— begin Page text —

Merge 69373e4068
into dc2770d6e5
commit
b4174faabd
@ -0,0 +1,104 @@
|
||||
# Notes for PR(daneroo) feature/listing branch
|
||||
|
||||
I don't expect this to be merged as-is. I mostly wanted to share my experiments and get feedback.
|
||||
|
||||
If any of it is useful, I can craft proper commits with smaller features.
|
||||
|
||||
*I am a first-time contributor, and not very experienced with Go, so would appreciate any feedback both on content and process.*
|
||||
|
||||
## Overview
|
||||
|
||||
When I first started to use the project, I experienced instability and would need to restart the download process a large number of times to get to the end. The process would timeout after 1000-4000 images. To test, I use two accounts one with ~700 images, and one with 31k images.
|
||||
|
||||
The timeouts were mostly coming from the `navLeft()` iterator, so I disabled actual downloading and focused on traversal. (`-list` option). I also added an option (`-all`) to bypass the incremental behavior of `$dldir/.lastDone`. I then added `-vt (VerboseTiming`, to isolate timing metrics reporting specifically.

— end Page text —

## What is asked
Reproduce the pull request notes word for word, starting at "Merge 69373e4068" and continuing up to and including "and get feedback.".

— begin Given information —

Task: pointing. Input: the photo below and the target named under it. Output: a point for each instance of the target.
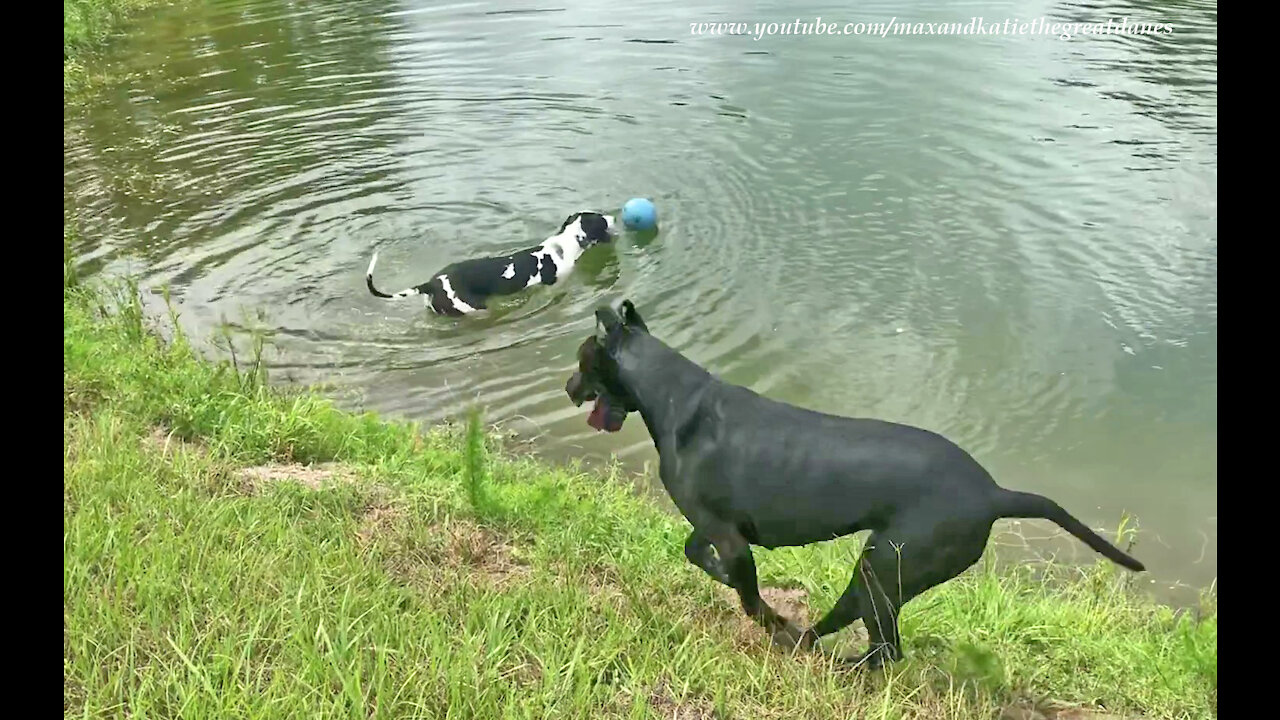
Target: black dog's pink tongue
(599, 414)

— end Given information —

## Result of the exercise
Merge 69373e4068
into dc2770d6e5
commit
b4174faabd
@ -0,0 +1,104 @@
|
||||
# Notes for PR(daneroo) feature/listing branch
|
||||
|
||||
I don't expect this to be merged as-is. I mostly wanted to share my experiments and get feedback.